6 things to keep in mind for your Linear Regressions to function superbly

John V. Krompas
DataDrivenInvestor
Published in
5 min readJun 14, 2022

--

Linear Regressions are perhaps the most used tool in applied sciences. Ordinary least Squares in particular are widely used to model relations between variables, create forecasts or explain variations. A properly specified OLS model has the ability to outperform many advanced multi-equation models. But reaching this well-specified model can be an extremely tedious task as your OLS estimation needs to fulfill some well-known and some lesser-known requirements to work properly. In this short article we are going to go through an OLS checklist, which if your model passes successfully, you can be confident that you have a well-specified model in your hands. Let’s go:

1. Homoscedasticity and non-autocorrelation in the residuals: They are perhaps the first thing any modeler checks when estimating an OLS equation. If your residuals suffer from the violation of these assumptions, your model is statistically weak. However, you can keep in mind that the values of the coefficient estimates are not biased when heteroscedasticity and autocorrelation are present (with one exception, mentioned in #2), so if you simply want a value that connects X to Y you are covered but you cannot make any statistical inference. To correct for heteroscedasticity and autocorrelation, you can use heteroscedasticity and autocorrelation consistent variance-covariance (like White or Huber-White), including ARMA and ARCH terms if you are modeling time series, or use another set of explanatory variables.

2. Autocorrelation in the presence of dependent variable lag: If you are using a lag of the dependent variable as an explanatory variable and autocorrelation is present in the residuals, then your estimates are biased, as the past values of the residuals affect both the lag of your dependent variable and the current value of the residual, causing endogeneity. In the presence of endogeneity, model coefficients are biased, and your model is misspecified.

3. Covariance vs Correlation: When you estimate an OLS model, you do not want explanatory variables that are highly linearly correlated to one another. This will cause multicollinearity which messes up both the estimates and their statistical properties. On the other hand, you want to include relevant variables that have high covariance with one another as the existence of this covariance benefits OLS estimates. In fact, omitting a crucial variable from the model may result in biased estimations for the included variables (there are relevant statistical tests in most econometric packages).

4. Normality of the residuals. If your residuals are distributed normally, it is a good thing for your model as it is a prerequisite for OLS. If they are not, you should be careful: If you have a large enough sample (>30 observations) then the central limit theorem applies, and your residuals will behave as approximately normal. There are however exceptions to this rule, like when you are using time-series techniques, then your residuals must be normally distributed.

5. High level of significance in a very large sample: Econometrics and Statistics were founded to draw conclusions from limited sets of data. Nowadays, however, we have enormous datasets we apply these methods on. If you have thousands of observations, then do not set a 10% or 5% level of significance to determine if the true value of the coefficient is zero or not. At such big datasets, the coefficient will have surely converged to its true value so you either reject it or accept the null hypothesis for any level of significance.

6. Stationarity and Cointegration: When modeling time series our variables must be stationary in order to draw statistical conclusions, otherwise the regression might be spurious. There is one exception to that rule: If our variables are cointegrated then the super consistency theorem applies: OLS converge to their true value twice as fast. This means that if your variables are cointegrated* you can estimate your regression and have an estimate of their true relationship, however, you still should not perform any statistical test on that model as their statistics are not trustworthy. To overcome this problem, you should use alternative methods, such as FMOLS.

________

**Exercise task 1**
Return each line of the records below that contains the string "bumper".

**Recorded information**

________

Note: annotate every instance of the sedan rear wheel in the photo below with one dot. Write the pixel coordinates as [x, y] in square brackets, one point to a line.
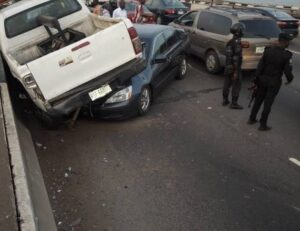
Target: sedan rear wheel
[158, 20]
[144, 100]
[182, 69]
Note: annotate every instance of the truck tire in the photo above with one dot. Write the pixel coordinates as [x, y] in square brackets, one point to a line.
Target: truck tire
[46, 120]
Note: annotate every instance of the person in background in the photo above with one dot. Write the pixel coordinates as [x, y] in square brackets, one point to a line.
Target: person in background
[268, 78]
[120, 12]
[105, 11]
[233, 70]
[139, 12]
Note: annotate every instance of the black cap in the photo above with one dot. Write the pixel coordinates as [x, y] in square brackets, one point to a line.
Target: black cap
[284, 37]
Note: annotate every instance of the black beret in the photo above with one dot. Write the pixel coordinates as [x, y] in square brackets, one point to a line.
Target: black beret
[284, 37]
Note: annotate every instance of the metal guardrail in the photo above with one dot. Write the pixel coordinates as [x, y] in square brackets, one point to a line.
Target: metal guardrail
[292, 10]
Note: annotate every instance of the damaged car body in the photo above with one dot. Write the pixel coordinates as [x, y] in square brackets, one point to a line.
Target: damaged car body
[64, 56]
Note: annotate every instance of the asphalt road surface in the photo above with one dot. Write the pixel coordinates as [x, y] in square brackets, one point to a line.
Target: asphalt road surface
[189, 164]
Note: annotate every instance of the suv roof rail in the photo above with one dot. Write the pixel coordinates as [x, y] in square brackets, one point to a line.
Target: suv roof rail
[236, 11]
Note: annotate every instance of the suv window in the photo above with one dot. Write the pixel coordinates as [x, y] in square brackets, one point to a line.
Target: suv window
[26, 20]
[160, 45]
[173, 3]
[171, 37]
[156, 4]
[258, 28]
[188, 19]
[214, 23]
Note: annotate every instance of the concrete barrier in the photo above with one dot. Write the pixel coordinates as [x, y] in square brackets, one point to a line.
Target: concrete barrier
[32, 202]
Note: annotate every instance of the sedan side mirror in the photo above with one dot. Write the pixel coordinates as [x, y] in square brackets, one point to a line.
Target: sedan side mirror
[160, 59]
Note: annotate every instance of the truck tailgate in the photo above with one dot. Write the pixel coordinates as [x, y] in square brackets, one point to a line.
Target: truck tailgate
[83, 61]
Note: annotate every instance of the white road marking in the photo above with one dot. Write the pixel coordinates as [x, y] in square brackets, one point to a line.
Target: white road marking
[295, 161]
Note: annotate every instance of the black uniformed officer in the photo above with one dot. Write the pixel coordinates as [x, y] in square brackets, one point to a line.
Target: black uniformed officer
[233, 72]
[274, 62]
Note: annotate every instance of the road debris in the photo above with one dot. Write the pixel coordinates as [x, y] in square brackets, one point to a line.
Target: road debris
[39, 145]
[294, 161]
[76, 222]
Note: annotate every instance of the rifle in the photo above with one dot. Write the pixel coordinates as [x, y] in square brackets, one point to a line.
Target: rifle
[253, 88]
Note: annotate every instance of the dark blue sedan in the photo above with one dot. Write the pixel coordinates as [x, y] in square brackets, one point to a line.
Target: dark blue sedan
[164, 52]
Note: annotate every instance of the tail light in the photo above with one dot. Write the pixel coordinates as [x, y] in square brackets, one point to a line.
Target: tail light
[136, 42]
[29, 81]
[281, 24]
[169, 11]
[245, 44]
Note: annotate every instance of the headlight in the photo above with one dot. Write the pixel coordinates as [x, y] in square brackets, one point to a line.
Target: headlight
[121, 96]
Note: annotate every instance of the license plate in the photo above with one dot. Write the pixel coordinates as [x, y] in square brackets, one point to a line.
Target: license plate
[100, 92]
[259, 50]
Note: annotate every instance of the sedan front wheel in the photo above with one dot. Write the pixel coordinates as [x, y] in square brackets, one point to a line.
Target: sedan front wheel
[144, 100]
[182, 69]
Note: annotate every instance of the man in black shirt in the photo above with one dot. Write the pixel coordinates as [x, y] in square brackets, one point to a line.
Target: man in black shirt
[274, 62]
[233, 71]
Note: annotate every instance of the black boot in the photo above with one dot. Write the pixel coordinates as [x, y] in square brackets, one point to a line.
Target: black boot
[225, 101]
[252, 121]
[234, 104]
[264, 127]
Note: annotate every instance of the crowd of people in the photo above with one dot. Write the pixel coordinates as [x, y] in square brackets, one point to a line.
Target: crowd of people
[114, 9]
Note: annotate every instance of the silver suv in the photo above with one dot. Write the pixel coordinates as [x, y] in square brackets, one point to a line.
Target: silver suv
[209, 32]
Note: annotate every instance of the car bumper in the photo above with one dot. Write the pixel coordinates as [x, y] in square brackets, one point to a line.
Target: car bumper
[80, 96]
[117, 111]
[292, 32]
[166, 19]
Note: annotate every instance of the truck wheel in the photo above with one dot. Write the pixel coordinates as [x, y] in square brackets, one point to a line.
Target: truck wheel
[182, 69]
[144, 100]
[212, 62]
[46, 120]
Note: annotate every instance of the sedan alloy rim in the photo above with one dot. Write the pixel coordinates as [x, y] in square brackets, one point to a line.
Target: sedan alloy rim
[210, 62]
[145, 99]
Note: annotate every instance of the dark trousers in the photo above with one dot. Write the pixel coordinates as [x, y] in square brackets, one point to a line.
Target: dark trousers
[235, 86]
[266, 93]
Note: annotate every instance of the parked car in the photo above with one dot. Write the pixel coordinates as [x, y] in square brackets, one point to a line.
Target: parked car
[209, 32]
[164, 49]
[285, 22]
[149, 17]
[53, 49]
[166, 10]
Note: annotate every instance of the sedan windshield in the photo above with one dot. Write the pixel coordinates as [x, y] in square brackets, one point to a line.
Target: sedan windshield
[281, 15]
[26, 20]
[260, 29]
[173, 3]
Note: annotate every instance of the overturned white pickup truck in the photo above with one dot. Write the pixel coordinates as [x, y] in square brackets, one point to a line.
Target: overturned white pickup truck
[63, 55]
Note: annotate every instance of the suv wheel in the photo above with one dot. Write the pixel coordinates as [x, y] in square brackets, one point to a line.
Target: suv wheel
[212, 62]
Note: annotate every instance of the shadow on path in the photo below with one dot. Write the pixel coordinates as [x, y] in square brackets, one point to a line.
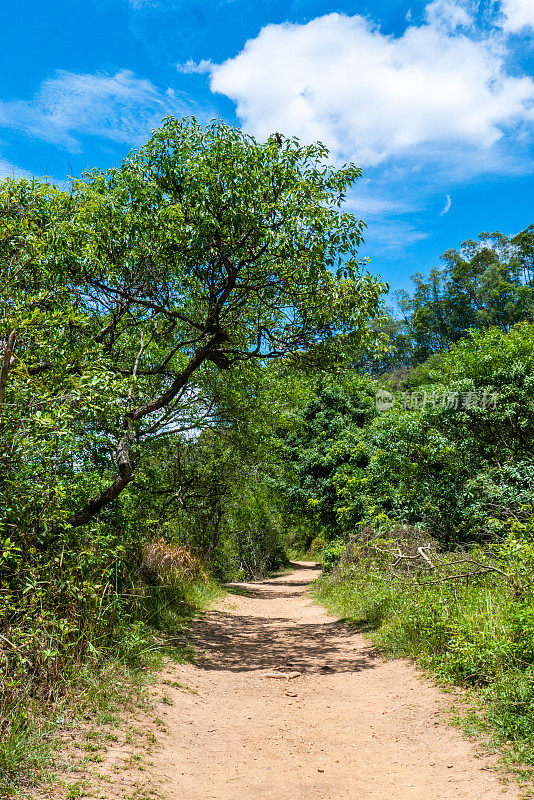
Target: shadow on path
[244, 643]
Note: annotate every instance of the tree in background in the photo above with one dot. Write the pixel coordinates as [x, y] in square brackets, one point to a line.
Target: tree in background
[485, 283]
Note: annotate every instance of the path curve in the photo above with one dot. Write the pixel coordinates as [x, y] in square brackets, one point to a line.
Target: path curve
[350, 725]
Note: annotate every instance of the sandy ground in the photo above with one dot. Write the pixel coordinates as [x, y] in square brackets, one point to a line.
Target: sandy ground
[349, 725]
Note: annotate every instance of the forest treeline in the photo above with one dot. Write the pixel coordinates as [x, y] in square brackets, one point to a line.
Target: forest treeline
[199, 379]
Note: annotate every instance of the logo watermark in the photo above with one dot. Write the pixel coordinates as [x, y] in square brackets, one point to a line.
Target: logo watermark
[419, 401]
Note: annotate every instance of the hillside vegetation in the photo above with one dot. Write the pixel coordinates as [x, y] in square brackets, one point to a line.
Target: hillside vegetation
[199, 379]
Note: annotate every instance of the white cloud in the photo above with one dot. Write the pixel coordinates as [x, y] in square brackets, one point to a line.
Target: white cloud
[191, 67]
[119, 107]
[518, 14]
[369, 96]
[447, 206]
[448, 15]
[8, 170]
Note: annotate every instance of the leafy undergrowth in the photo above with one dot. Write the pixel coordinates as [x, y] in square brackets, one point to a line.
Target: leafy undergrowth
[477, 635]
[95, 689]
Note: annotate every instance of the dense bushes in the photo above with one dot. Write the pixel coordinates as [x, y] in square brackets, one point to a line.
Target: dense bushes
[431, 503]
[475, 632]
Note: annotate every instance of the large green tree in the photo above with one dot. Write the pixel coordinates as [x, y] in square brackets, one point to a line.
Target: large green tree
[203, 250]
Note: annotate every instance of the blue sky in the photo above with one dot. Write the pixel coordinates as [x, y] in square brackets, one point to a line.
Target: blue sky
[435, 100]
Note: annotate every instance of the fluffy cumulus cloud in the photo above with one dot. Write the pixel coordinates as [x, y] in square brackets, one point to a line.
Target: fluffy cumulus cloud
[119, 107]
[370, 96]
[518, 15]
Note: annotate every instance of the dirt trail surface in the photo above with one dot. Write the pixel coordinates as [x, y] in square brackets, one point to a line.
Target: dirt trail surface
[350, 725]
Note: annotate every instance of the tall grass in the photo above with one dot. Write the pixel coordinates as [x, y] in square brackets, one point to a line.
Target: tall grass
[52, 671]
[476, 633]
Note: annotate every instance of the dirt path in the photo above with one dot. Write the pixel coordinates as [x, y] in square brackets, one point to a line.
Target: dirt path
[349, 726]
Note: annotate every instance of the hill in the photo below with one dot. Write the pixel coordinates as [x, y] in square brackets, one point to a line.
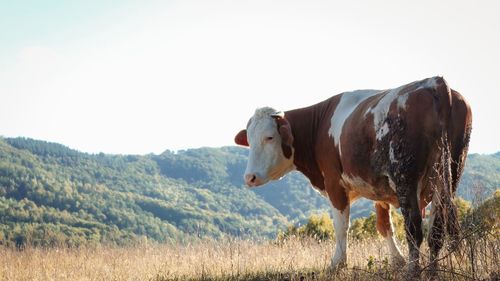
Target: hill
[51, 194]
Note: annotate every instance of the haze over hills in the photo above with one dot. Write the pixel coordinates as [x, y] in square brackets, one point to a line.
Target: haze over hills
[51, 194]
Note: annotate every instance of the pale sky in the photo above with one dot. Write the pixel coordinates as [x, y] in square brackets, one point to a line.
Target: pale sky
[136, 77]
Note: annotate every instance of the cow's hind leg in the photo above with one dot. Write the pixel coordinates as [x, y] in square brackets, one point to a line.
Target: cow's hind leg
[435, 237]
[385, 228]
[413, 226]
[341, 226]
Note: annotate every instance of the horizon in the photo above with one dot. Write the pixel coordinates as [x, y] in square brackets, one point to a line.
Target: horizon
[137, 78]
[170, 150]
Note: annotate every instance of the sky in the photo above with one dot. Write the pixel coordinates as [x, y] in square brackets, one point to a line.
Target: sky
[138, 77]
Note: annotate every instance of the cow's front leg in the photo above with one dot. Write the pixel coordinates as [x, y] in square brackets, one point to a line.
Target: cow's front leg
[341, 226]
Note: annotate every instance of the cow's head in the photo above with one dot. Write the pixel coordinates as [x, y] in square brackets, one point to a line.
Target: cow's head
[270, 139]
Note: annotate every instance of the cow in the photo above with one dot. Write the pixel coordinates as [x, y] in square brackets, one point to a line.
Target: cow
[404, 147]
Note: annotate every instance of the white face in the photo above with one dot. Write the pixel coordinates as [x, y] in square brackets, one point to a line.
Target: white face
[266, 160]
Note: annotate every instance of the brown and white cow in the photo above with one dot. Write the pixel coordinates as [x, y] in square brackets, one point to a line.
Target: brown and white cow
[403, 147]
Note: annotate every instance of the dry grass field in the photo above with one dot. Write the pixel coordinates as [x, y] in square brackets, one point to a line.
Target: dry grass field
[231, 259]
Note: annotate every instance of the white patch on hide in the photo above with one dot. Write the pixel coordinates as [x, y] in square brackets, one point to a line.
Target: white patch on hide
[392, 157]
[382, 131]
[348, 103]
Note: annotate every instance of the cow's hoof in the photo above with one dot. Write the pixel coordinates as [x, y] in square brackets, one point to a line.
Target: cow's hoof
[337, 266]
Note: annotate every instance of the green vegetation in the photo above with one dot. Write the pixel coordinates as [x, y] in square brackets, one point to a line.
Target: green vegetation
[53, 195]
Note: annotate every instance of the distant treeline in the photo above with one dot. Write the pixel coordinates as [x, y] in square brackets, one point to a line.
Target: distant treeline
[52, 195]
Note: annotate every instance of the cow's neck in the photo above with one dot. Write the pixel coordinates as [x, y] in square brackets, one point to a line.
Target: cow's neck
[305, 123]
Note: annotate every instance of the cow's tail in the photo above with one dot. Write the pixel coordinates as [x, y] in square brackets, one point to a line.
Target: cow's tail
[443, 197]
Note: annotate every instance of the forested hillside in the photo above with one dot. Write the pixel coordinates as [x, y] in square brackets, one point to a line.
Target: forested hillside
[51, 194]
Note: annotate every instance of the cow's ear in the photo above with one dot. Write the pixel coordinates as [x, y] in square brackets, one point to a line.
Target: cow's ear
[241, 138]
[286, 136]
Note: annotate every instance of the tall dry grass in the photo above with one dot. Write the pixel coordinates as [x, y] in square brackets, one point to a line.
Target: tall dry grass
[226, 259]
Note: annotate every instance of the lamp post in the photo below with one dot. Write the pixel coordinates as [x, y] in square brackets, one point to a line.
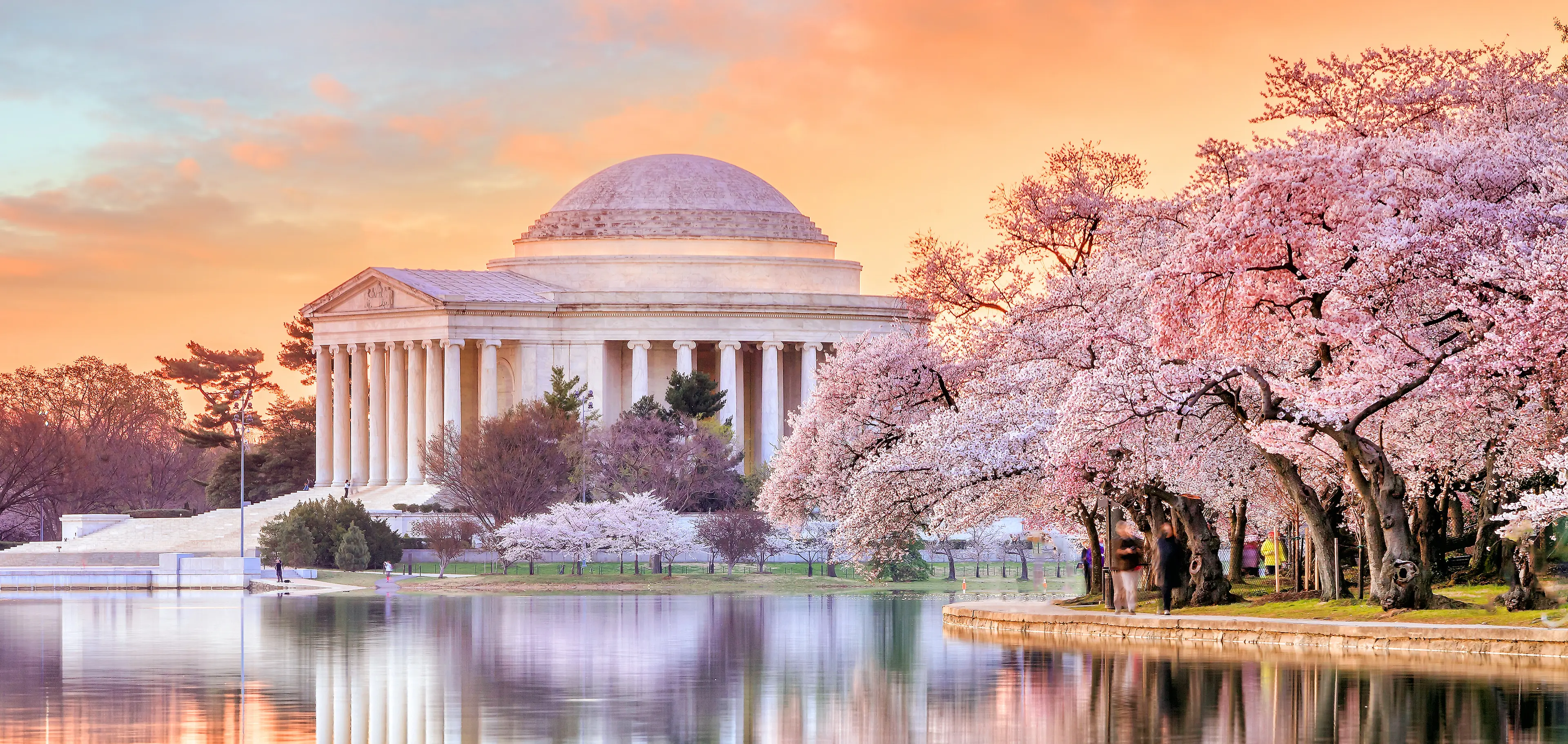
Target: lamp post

________

**Exercise task 2**
In the regression article above, which alternative method is suggested for avoiding untrustworthy test statistics when variables are cointegrated?

**Result 1**
Note: annotate every instance of the car bumper in the photo above with one dot. Write the pixel coordinates as [x, y] in square brackets, one point to a line.
Target: car bumper

**Result 2**
FMOLS